# Given request
Reproduce the passage of the Chalcedonian creed text starting at "(9) Chalcedon condemns" and ending at "enters His body.", word for word.

# Text excerpt
_ _ _ _ _ _ _

In order to combat such thinking, Chalcedon affirmed that Christ was “perfect in manhood,” “truly man,” “with a rational soul and body,” “consubstantial with us according to the manhood.” Further, Mary was the “God-bearer.” Jesus derived his human nature directly from her and was truly of the seed of Abraham and David.
(7) Chalcedon condemns all varieties of kenoticism. This theory (which became quite popular in the nineteenth century) asserts that when God the Son became man he voluntarily laid aside all or some of the divine attributes. This view is based on an erroneous interpretation of Philippians 2:7 which in some translations say that our Lord “emptied Himself.” The Chalcedonian creed refutes kenoticism by saying that “the distinction of natures being [is] by no means taken away by the union, but rather the property of each nature being preserved.” The union does not alter the divine nature in any way. Further (as noted above), the idea that God could somehow cease to be God is unbiblical and absurd.
(8) The Chalcedonian creed refutes the Lutheran doctrine of the communication of attributes between the divine and the human natures. “Luther and some of the early Lutherans occasionally spoke of a communication in both directions….In the subsequent development of the doctrine, however, the communication from the human nature to the divine soon receded from sight, and only that from the divine to the human nature was stressed.” Chalcedonsays that the two natures are united “without mixture, without change.” The hypostatic union preserves the property of each nature. If, as Lutheran theologians assert, the divine attributes are communicated to Jesus’ human nature, then the Messiah ceases to be truly human. Further, the gospel accounts make it perfectly clear our Lord’s human nature was truly human in every conceivable manner (e.g., intellectual growth, limitations of knowledge, physical weakness, etc.). The Lutheran view probably came into being to explain their bizarre understanding of the Lord’s supper (i.e., consubstantiation: Jesus’ real flesh and blood is in, with and through the elements of the bread and wine all over the world at the same time). Lutheran theology “virtually destroys the incarnation.”
(9) Chalcedon condemns all forms of adoptionism. Adoptionists hold to the view that the Messiah was born a regular man. Then, at some time during His life (most Adoptionists choose Jesus’ baptism, while some prefer the resurrection) God adopts our Lord’s body. In other words, Christ exists independently for a lengthy period of time before God enters His body.

_ _ _ _ _ _ _

# Dataset excerpts
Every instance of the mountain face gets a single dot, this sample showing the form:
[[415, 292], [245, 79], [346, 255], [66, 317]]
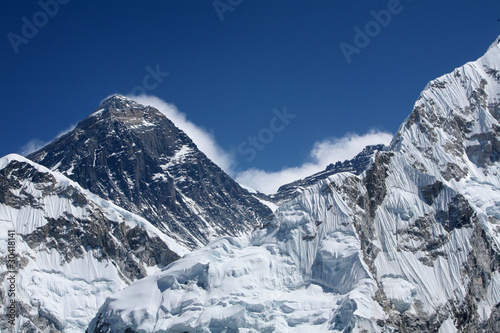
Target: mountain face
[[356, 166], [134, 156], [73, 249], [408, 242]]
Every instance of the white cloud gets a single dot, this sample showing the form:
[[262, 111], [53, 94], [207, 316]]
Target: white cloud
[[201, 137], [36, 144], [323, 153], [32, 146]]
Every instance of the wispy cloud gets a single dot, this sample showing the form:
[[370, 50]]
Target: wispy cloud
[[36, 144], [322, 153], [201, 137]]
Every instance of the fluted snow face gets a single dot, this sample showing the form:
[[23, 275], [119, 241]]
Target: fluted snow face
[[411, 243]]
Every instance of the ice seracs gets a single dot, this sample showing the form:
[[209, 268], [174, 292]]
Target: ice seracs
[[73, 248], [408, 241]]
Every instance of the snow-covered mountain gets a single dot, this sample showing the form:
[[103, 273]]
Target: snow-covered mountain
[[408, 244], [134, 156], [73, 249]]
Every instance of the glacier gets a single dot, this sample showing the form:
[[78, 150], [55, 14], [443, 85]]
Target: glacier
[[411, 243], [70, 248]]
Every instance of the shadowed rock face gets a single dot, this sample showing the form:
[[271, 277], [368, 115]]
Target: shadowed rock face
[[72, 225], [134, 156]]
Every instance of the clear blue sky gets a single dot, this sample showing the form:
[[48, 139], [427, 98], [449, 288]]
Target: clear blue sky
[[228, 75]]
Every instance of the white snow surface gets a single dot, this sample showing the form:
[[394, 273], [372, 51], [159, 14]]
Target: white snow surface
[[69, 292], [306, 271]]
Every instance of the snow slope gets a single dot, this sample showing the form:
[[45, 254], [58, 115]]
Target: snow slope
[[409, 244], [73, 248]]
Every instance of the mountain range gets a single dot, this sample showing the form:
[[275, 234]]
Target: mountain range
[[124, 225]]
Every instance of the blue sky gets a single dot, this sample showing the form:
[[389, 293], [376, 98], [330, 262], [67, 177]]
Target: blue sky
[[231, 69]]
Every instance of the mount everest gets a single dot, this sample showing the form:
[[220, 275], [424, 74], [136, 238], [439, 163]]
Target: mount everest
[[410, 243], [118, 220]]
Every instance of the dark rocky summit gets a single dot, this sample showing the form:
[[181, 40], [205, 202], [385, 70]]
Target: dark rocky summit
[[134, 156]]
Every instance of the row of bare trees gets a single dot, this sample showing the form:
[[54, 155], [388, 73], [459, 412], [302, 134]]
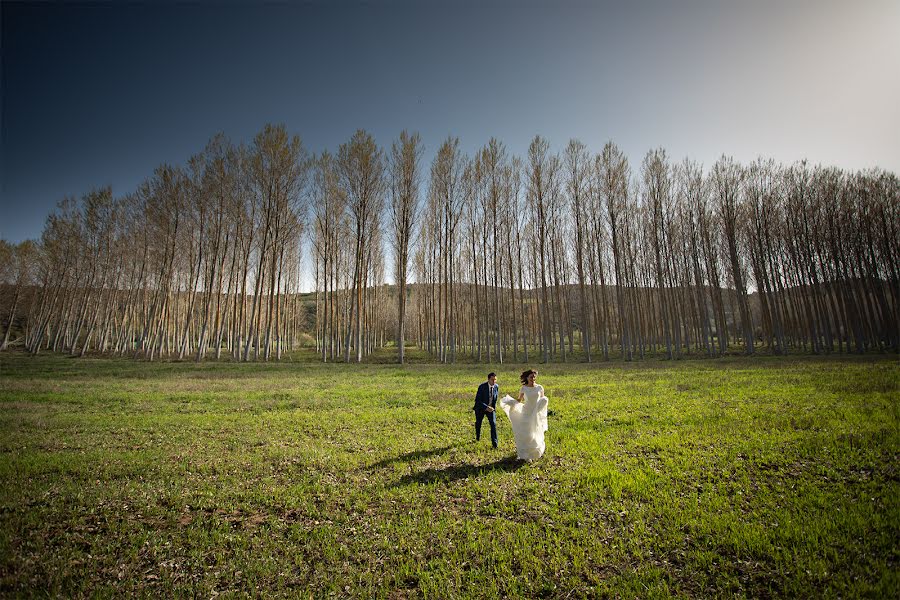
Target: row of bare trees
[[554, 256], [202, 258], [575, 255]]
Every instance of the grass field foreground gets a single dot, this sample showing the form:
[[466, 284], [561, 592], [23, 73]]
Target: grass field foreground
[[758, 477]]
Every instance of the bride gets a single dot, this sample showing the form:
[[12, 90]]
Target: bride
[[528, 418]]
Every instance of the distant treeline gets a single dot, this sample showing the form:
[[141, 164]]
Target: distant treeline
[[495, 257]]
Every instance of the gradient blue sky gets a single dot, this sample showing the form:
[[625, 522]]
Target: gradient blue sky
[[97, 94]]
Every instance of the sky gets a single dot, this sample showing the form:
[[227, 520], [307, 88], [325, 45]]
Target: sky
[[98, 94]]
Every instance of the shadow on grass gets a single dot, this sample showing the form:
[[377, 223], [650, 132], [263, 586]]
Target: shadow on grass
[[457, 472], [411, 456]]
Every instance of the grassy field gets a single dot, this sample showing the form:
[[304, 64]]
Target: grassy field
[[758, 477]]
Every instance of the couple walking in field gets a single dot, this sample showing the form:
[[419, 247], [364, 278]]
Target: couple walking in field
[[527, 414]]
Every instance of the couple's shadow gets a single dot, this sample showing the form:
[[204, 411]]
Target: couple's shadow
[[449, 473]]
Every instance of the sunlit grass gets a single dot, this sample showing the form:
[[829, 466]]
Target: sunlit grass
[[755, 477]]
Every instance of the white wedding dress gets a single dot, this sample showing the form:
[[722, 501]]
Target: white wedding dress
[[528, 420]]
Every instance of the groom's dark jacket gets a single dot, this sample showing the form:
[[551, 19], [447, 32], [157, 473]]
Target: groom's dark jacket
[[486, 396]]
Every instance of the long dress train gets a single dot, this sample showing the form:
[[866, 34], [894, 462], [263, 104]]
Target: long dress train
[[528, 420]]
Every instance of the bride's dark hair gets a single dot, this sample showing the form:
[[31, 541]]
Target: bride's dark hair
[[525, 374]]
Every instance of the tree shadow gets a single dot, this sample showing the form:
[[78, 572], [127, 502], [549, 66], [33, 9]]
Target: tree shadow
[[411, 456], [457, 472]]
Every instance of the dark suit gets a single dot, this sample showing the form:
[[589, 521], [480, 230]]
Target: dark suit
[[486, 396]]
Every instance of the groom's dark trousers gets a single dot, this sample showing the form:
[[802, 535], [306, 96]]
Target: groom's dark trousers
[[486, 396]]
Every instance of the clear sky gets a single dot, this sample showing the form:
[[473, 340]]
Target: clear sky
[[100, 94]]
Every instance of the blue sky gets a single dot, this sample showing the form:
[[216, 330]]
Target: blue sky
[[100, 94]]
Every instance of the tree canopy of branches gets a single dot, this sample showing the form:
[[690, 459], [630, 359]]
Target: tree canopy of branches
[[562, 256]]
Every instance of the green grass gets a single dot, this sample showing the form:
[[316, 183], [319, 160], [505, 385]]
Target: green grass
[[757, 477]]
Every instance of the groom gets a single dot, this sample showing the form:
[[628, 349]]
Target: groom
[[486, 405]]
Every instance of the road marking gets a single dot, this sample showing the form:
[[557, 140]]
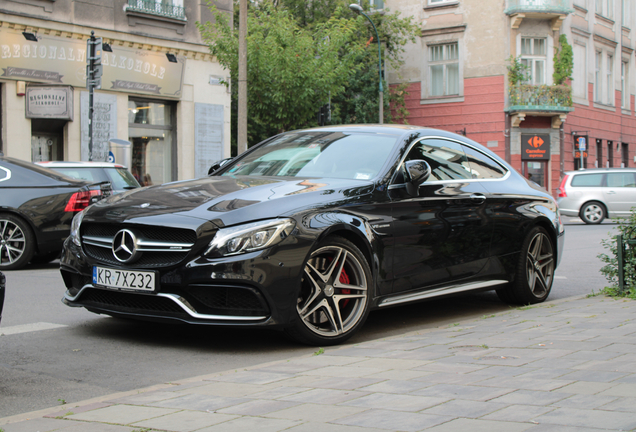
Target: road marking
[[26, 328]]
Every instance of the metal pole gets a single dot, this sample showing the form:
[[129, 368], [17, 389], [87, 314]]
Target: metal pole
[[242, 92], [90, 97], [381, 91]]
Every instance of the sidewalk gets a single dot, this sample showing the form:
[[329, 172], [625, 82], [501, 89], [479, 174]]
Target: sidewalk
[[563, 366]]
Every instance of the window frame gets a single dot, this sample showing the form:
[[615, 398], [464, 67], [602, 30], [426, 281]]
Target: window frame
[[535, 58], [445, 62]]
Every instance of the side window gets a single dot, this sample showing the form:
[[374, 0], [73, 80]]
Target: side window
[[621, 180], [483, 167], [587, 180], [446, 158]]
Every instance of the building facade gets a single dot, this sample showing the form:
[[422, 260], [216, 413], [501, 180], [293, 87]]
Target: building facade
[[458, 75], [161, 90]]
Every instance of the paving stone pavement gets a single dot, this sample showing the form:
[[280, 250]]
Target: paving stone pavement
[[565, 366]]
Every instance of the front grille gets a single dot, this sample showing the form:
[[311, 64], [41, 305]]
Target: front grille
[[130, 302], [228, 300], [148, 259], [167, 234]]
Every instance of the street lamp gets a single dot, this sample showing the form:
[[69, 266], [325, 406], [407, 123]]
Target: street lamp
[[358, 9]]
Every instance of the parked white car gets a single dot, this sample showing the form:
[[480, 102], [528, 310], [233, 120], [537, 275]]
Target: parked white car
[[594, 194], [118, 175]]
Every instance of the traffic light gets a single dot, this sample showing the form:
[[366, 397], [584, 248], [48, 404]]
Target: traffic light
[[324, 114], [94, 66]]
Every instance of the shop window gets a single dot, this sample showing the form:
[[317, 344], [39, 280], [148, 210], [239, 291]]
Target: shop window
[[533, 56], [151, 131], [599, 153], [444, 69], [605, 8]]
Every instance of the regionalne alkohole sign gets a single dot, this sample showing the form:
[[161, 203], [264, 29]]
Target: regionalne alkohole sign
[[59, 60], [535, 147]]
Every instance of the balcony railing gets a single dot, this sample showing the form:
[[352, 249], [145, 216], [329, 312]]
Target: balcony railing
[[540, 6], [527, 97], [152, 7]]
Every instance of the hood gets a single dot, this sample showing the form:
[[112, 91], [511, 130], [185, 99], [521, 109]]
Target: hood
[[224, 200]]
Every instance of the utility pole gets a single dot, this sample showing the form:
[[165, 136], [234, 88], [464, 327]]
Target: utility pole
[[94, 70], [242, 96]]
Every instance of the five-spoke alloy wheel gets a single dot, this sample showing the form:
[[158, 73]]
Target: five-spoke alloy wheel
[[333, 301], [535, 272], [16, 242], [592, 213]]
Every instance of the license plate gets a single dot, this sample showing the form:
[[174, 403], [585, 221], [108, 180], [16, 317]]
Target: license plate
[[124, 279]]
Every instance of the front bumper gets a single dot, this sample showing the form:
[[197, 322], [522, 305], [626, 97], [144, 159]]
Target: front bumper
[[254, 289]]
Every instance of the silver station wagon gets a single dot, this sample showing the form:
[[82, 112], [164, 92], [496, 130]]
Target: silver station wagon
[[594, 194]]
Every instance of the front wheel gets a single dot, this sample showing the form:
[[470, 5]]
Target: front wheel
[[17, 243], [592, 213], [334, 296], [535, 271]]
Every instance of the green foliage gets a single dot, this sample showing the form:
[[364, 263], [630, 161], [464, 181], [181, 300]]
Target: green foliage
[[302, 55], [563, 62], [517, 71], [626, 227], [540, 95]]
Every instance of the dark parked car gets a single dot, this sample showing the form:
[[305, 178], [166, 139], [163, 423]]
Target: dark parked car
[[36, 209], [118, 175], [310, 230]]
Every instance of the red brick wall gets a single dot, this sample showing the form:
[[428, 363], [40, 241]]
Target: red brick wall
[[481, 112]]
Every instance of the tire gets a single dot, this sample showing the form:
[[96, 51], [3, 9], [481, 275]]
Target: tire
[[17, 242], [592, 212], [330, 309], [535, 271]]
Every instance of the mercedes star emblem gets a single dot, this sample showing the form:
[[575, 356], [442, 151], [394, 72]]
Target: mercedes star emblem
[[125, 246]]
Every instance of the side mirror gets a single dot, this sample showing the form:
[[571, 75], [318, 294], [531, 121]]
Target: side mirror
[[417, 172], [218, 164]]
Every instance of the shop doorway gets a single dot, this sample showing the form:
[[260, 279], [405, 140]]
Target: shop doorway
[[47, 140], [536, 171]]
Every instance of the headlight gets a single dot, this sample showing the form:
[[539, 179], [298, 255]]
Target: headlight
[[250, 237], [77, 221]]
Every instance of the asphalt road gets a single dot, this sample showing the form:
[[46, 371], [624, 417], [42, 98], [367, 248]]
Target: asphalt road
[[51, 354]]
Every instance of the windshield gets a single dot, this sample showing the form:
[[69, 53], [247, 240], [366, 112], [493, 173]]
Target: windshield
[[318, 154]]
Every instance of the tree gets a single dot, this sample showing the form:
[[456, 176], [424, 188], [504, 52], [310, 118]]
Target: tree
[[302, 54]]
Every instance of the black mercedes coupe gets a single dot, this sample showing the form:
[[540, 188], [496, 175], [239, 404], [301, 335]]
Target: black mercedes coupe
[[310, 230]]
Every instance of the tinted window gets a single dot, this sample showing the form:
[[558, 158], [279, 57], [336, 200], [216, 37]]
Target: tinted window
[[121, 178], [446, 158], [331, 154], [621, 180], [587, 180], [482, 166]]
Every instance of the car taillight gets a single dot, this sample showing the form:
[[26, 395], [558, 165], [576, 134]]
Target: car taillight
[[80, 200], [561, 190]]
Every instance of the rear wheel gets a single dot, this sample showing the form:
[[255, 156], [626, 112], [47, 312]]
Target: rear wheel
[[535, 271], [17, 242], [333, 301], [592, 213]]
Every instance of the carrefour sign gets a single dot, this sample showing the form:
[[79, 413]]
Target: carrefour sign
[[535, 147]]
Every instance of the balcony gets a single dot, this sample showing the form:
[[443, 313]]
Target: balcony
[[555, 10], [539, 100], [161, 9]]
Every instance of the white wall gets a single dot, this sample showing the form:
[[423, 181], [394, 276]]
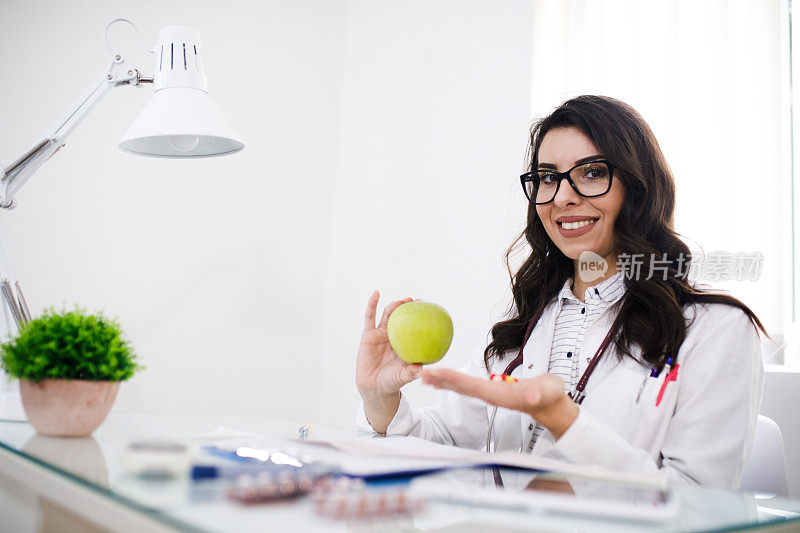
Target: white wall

_ _ _ _ _ _ _

# Result below
(9) Chalcedon condemns all forms of adoptionism. Adoptionists hold to the view that the Messiah was born a regular man. Then, at some time during His life (most Adoptionists choose Jesus’ baptism, while some prefer the resurrection) God adopts our Lord’s body. In other words, Christ exists independently for a lengthy period of time before God enters His body.